• [Reading text]:
--------------------------------------------------
Dr. Yamanaka’s series of research is extremely original and innovative in that he made it possible to turn back the clock to induce self-renewing pluripotent stem cells from differentiated somatic cells by introducing a small number of transcription factor genes. The iPS cell technology is expected to enable elucidation of the pathologies of intractable diseases and their cures, as well as screening for drug discovery and toxicity tests, thereby making immense contributions to the advancement of not only regenerative medicine, but to the field of medical science as a whole.
For these reasons, the Inamori Foundation is pleased to present the 2010 Kyoto Prize in Advanced Technology to Dr. Shinya Yamanaka.
--------------------------------------------------
• [Dataset section]:
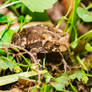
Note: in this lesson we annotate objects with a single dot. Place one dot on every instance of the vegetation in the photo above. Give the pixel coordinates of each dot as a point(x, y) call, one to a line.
--------------------------------------------------
• [About this exercise]: Write what comes next in the passage on Dr. Shinya Yamanaka's iPS cell research and his 2010 Kyoto Prize, picking up after its last sentence.

• [Exercise result]:
Research on generating tissues and organs lost as a result of illness or injury has been conducted for several decades. Human embryonic stem (ES) cells, as first reported 12 years ago, have a pluripotent differentiation ability and a high capacity for proliferation, and they are capable of generating cells for any tissues and organs. There have been high expectations that this regenerative medicine will play a significant role in curing numerous intractable diseases. However, there have been underlying issues, such as ethical issues, concerning the sacrifice of fertilized eggs to generate ES cells as well as challenges relating to adverse rejections when the cells are transplanted into a human body.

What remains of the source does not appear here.